- **WHAT IS BEING ASKED**
Recast every line of the records below as a JSON list of strings, one string per line, leaving out blank lines and the picture.

- **DATA FOR THE TASK**
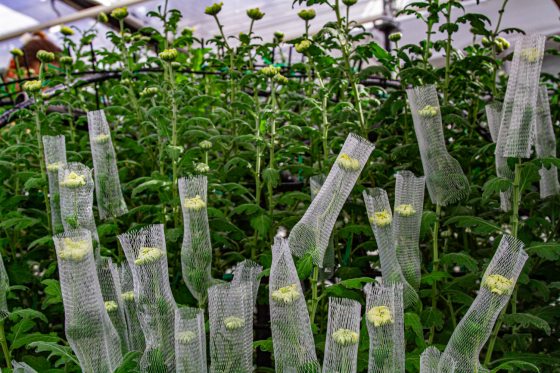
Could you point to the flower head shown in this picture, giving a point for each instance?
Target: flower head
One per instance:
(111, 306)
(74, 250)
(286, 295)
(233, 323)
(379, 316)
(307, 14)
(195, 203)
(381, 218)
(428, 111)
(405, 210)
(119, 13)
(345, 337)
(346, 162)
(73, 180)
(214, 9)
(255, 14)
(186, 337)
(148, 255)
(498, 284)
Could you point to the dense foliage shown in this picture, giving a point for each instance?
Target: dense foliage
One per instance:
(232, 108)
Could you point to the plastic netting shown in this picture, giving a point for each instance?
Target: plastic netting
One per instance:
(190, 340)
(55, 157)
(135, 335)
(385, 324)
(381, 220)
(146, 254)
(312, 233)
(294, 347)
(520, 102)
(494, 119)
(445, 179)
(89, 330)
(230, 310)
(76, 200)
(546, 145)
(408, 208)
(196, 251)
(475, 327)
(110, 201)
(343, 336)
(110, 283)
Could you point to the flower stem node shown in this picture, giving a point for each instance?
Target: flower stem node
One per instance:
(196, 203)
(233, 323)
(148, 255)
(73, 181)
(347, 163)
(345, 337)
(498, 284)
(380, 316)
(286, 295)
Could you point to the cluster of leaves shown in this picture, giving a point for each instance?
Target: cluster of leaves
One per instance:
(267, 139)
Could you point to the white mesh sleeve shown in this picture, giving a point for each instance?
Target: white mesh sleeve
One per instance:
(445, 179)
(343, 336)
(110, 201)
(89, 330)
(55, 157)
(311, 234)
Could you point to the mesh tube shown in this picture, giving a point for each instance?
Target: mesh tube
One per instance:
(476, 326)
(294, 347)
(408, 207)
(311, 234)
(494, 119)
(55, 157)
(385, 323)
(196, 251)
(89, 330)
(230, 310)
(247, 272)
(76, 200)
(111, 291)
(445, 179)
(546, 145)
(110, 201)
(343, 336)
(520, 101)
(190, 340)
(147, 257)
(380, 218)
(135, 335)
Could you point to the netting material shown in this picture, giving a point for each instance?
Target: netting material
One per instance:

- **REPLY TO THE TASK**
[
  "Could you point to the flower head shown in this picture, giving a point for each instance?",
  "Target: flower head",
  "One per instance:",
  "(111, 306)",
  "(74, 250)",
  "(286, 295)",
  "(233, 323)",
  "(379, 316)",
  "(307, 14)",
  "(195, 203)",
  "(381, 218)",
  "(428, 111)",
  "(405, 210)",
  "(119, 13)",
  "(345, 337)",
  "(346, 162)",
  "(73, 180)",
  "(214, 9)",
  "(255, 14)",
  "(186, 337)",
  "(148, 255)",
  "(498, 284)",
  "Could you point to the dense foliage shown in this picture, giving a point for each instance?",
  "Target: dense foliage",
  "One per instance:",
  "(232, 108)",
  "Could you point to the plastic netting shown in this picture, giving a point for each instance?",
  "Target: plastic netting",
  "One per instance:",
  "(190, 340)",
  "(55, 157)",
  "(135, 335)",
  "(385, 324)",
  "(381, 220)",
  "(146, 254)",
  "(312, 233)",
  "(294, 347)",
  "(520, 102)",
  "(494, 119)",
  "(445, 179)",
  "(89, 330)",
  "(230, 310)",
  "(76, 200)",
  "(546, 145)",
  "(408, 208)",
  "(196, 251)",
  "(475, 327)",
  "(110, 201)",
  "(343, 336)",
  "(110, 283)",
  "Could you point to the flower stem node shown in this picture, giving a point for each instance?",
  "Target: flower stem node",
  "One per instance:",
  "(196, 203)",
  "(233, 323)",
  "(148, 255)",
  "(73, 181)",
  "(347, 163)",
  "(345, 337)",
  "(498, 284)",
  "(380, 316)",
  "(286, 295)",
  "Could you point to the cluster of leaves shown in this picture, giving a point for each instance?",
  "Target: cluster of leaves",
  "One per instance:",
  "(267, 139)",
  "Could you point to the white mesh sleeve shown in this picture, giving a point for each instance?",
  "Target: white mesh sleeve",
  "One per instance:",
  "(445, 179)",
  "(343, 336)",
  "(110, 201)",
  "(89, 330)",
  "(55, 157)",
  "(311, 234)",
  "Could you point to the mesh tube shown in this picture, giving a point for each instance?",
  "Target: mesh tube",
  "One per instance:",
  "(476, 326)",
  "(294, 347)",
  "(408, 207)",
  "(311, 234)",
  "(494, 119)",
  "(55, 157)",
  "(385, 323)",
  "(196, 251)",
  "(89, 330)",
  "(230, 310)",
  "(247, 272)",
  "(76, 200)",
  "(111, 291)",
  "(445, 179)",
  "(546, 145)",
  "(110, 201)",
  "(343, 336)",
  "(520, 101)",
  "(190, 340)",
  "(147, 257)",
  "(380, 218)",
  "(135, 335)",
  "Could you point to the netting material shown in this picture, giving a point for each instance?",
  "Target: netting material",
  "One per instance:"
]